**Set problem A**
In the lockdown haircut article, reproduce verbatim the passage starting with "Ndimayo’s salon is" and going on through "for professional intervention.".
**Set problem B**
According to the lockdown haircut article, how long does a Masai Twist take to finish?
**Set problem C**
Condense the paragraph of the lockdown haircut article that opens with "Ndimayo’s salon is famous" into a single shorter sentence that keeps its main facts.

Grey streaks, dark roots, self-grown face masks, and prison-style buzz cuts have all featured prominently as people learn to cope without professional help.
But as governments around the world start to ease certain restrictions, businesses like hairdressers and salons are slowly gearing up for accepting floods of customers desperate for repair jobs.
There’s already been a rush for haircuts in Denmark as lockdown restrictions have eased, and also in Singapore, as the government there announced an extension of lockdown
South African hairdressers and salons are divided on how this will play out locally, though.
“I reckon there will be an influx of clients coming in after lockdown,” says Craig Johns, owner of The Lobby Hair Shop in Woodstock. “Especially those people who’ve previously coloured their hair. And I think we’ll see lots of gents, too – I reckon there are lots of guys who’ve had a hack, and are now needing some help.”
Hermanos, a barbershop in Cape Town’s CBD, has also received feedback from desperate clients, some of whom have requested online assistance.
“We have had a number of requests to do ‘virtual’ tutorials,” says founder Stephan Geitlinger. “While the idea may be sound in theory, it is very difficult to put into practice.”
For Geitlinger, this confirms how valuable barbers and hairdressers are to many people.
“We predict that there will be a fair amount more respect and value placed on these expertise as a whole once this settles down,” he says.
Paul Ndimayo, who owns Masai Twist Beauty Salon in Midrand, says some of his clients have even requested house-calls – which he has had to decline.
“It is difficult for me because on the one hand you want to maintain your relationships [with clients], whilst on the other, you have to respect the law,” says Ndimayo. “It is very tough, but we do not have an option.”
Ndimayo’s salon is famous for its Masai Twists that take two to three hours to finish. Requests for these have become increasingly popular over traditional braids, which can take double that or more to plait.
Large chains have also seen an increase in people desperate for professional intervention.
Sapna Naran, group marketing manager at Sorbet, says some people have suggested the chain of beauty salons runs a competition for the worst home hair cut.
“This isn’t something we want to capitalise off,” she says, “So instead we are trying to equip people with guidance on things like how to remove gelish nail polish at home, until we’re able to do it for them in our stores.”
Supporting hairdressers during lockdown
Independent hairdressers and barbers have seen an outpouring of support for their businesses during the unprecedented lockdown period.

**Dataset entries**
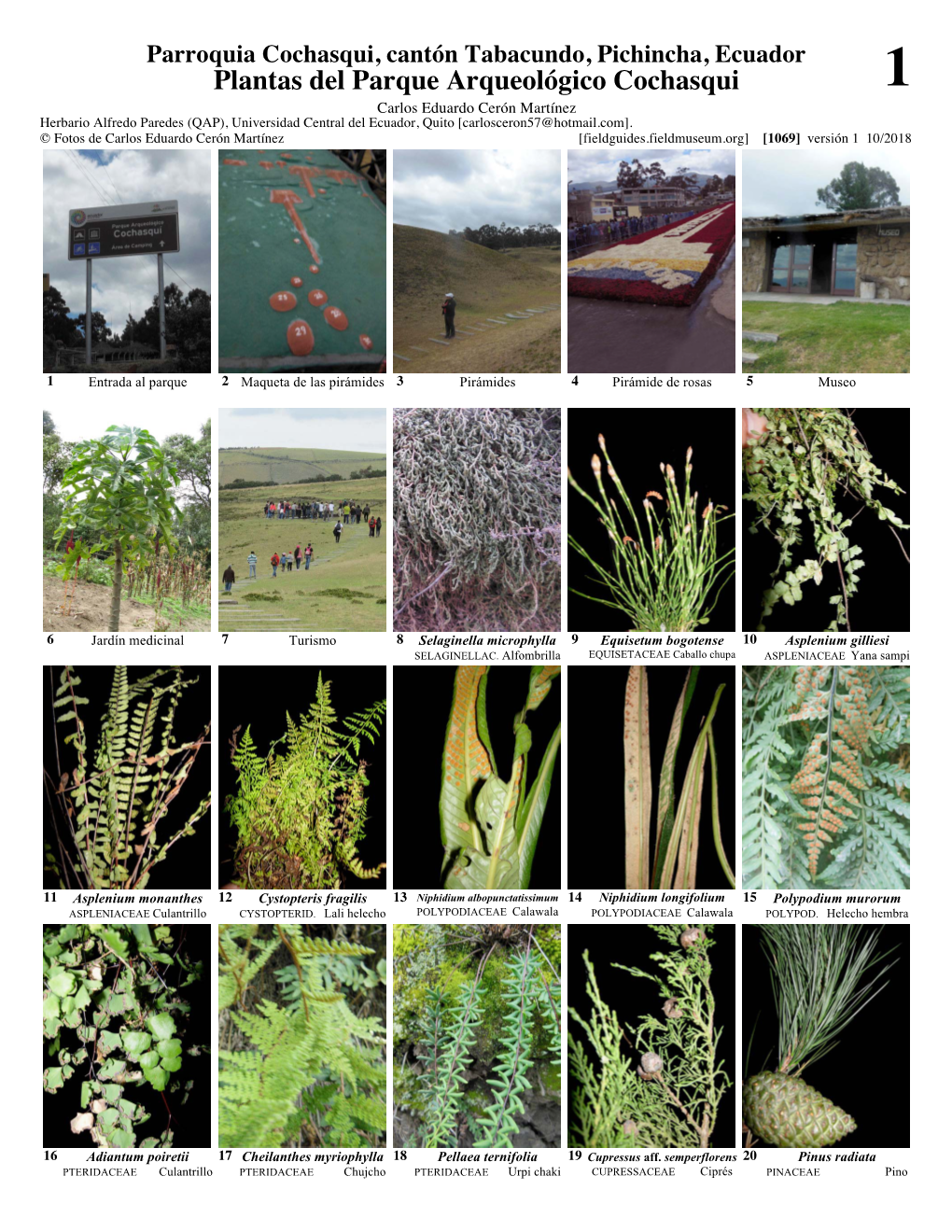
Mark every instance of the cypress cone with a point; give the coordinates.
(789, 1113)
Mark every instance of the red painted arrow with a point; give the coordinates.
(288, 199)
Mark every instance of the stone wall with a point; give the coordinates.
(754, 262)
(883, 260)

**Exercise response A**
Ndimayo’s salon is famous for its Masai Twists that take two to three hours to finish. Requests for these have become increasingly popular over traditional braids, which can take double that or more to plait.
Large chains have also seen an increase in people desperate for professional intervention.

**Exercise response B**
Two to three hours.

**Exercise response C**
Ndimayo’s salon is known for Masai Twists, which take two to three hours and are increasingly requested over traditional braids, which can take twice as long or more.